MATERIALS PROVIDED »
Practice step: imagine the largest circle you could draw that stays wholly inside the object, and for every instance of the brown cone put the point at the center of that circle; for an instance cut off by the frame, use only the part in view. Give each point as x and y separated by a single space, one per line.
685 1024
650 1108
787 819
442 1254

CHALLENGE » Rewrite the listing with "brown cone" changed to "orange cone", leaving everything else as it is.

ANSWER BELOW »
Practice step: imagine the largest circle you could draw that stays wholly inside the object, and for every instance of the orange cone put the point at the center of that circle; for an instance cut off by the frame, use only the part in view. Give each point as x and y separated by a single space, one per line.
685 1024
650 1108
787 819
442 1254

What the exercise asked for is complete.